## Data provided
· · · · · · ·
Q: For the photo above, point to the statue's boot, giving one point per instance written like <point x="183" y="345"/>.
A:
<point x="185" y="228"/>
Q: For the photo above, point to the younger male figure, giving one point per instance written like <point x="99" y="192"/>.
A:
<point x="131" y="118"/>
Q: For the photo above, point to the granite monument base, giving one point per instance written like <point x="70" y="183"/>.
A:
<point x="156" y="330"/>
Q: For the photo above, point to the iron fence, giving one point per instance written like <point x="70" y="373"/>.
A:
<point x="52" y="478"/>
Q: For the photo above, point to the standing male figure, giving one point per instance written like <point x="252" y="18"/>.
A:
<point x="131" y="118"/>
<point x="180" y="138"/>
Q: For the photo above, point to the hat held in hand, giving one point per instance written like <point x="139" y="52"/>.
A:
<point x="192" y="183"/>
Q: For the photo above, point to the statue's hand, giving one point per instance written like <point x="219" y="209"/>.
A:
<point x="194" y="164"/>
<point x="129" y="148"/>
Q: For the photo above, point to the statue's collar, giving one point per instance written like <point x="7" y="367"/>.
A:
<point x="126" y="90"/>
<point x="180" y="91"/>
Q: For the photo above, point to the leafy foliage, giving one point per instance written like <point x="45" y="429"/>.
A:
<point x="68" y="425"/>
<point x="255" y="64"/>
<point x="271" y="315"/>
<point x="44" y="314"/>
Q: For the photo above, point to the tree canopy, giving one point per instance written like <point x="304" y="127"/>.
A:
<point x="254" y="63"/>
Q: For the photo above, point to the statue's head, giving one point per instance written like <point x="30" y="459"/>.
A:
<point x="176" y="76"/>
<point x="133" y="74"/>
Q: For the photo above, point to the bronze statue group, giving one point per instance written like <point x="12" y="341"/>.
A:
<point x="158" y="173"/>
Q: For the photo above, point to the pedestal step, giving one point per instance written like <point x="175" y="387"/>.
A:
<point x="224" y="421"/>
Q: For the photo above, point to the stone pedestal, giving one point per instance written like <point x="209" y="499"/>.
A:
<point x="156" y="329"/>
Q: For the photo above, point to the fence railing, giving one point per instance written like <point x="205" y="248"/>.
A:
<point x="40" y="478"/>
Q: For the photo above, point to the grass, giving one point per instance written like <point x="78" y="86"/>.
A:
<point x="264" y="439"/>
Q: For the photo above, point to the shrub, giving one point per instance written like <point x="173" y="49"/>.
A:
· · · · · · ·
## Problem
Gather from the data above every line with the string "hand".

## Exercise solution
Q: For the photo above, point to the hat held in hand, giving one point per instance written like <point x="139" y="52"/>.
Q: For the photo above, point to the statue's hand, giving one point per instance written like <point x="219" y="209"/>.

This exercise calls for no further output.